§ **Extracted entries**
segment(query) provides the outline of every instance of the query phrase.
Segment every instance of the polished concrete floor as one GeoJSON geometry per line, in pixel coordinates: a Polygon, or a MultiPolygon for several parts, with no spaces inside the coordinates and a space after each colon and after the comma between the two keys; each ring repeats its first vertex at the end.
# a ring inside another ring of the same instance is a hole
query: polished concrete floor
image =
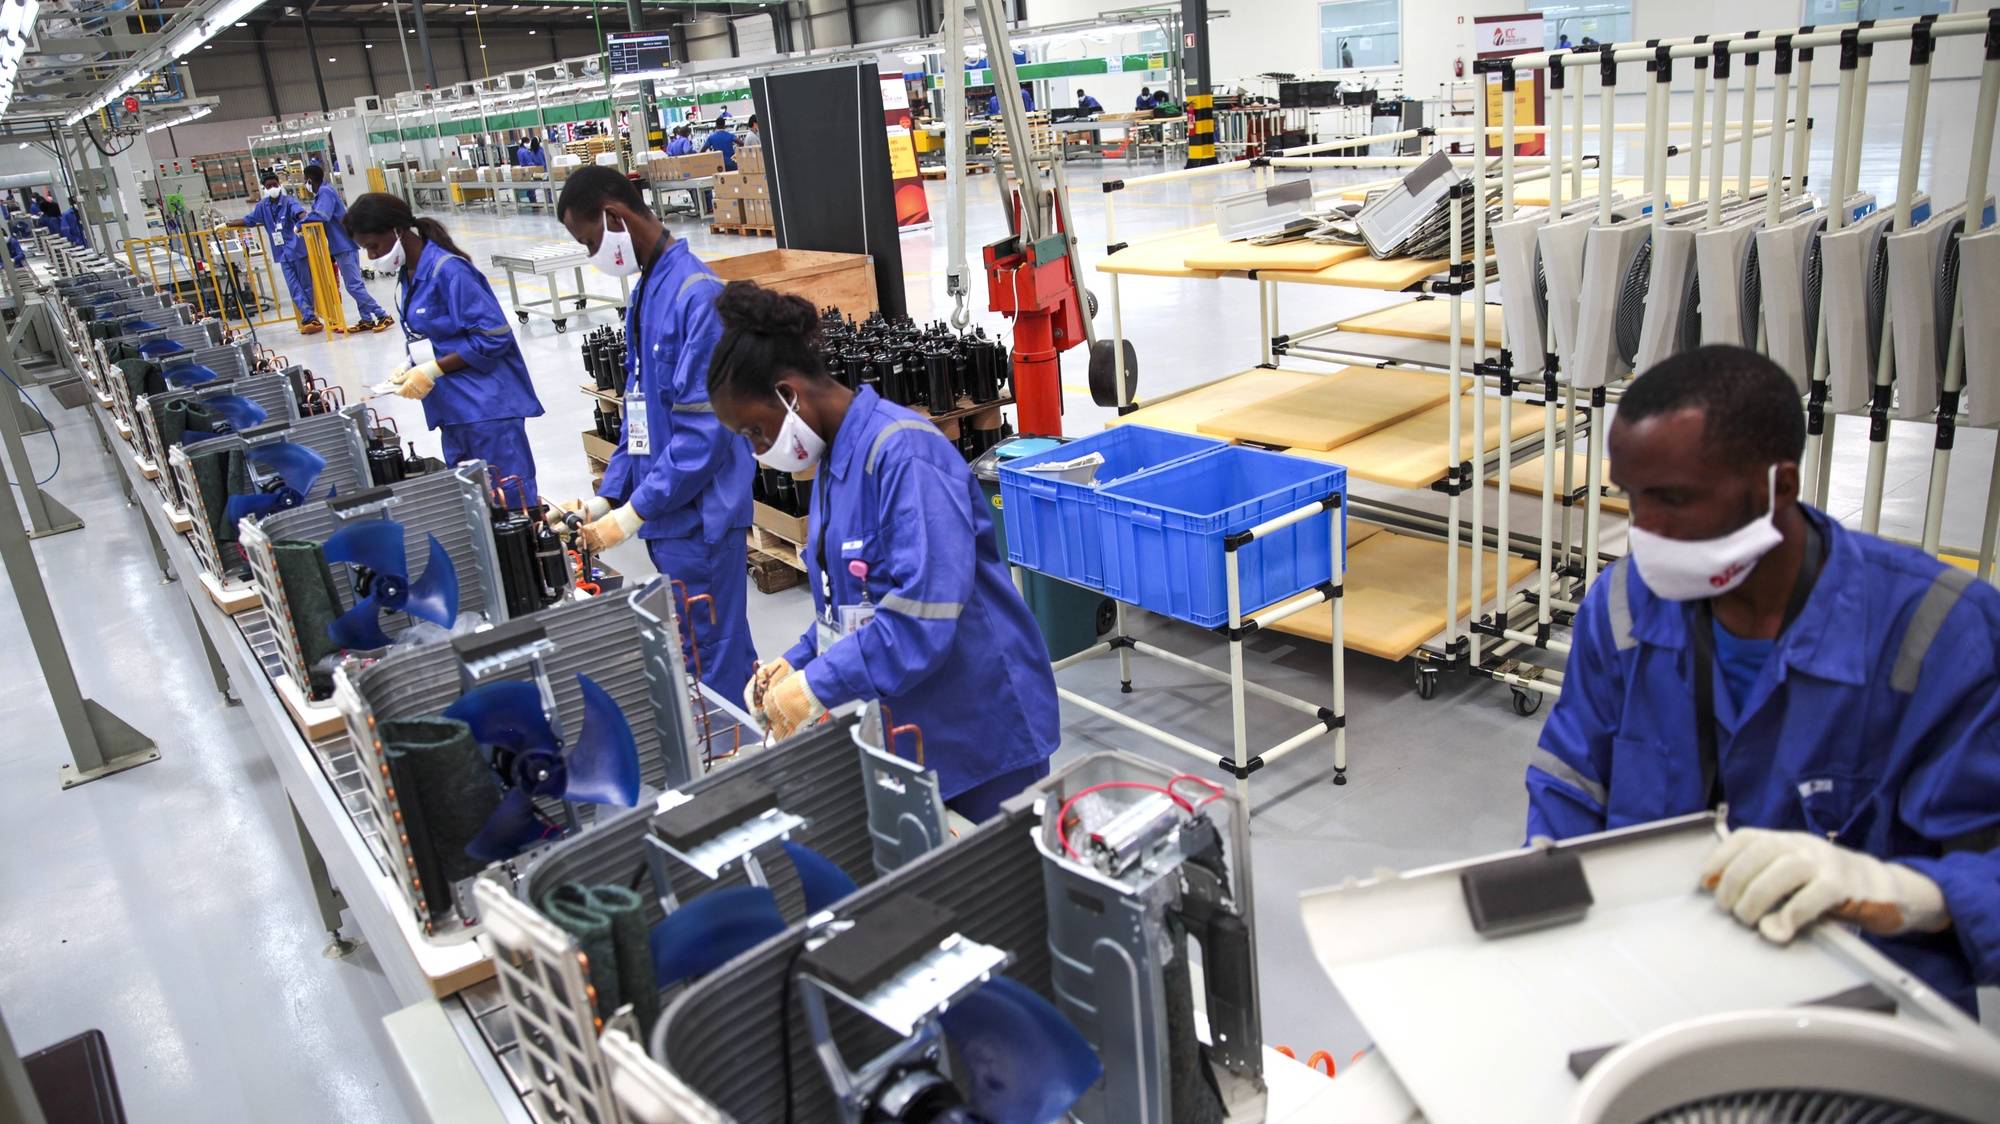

§ **Prompt**
Line by line, write out the entries exactly, and leave the pictures out.

§ **The completed task**
segment(query) provides the outline of every instance of the query phrase.
Segment every instance of the polished concrete floor as one GeoJSON geometry per line, in pixel coordinates: a Polygon, or a MultiPolygon for several parts, with no spaces inside the coordinates and a space after each colon and after the comma between the two keys; each ring repeats its first vertex at the end.
# a ring inside another ring of the same instance is a hole
query: polished concrete floor
image =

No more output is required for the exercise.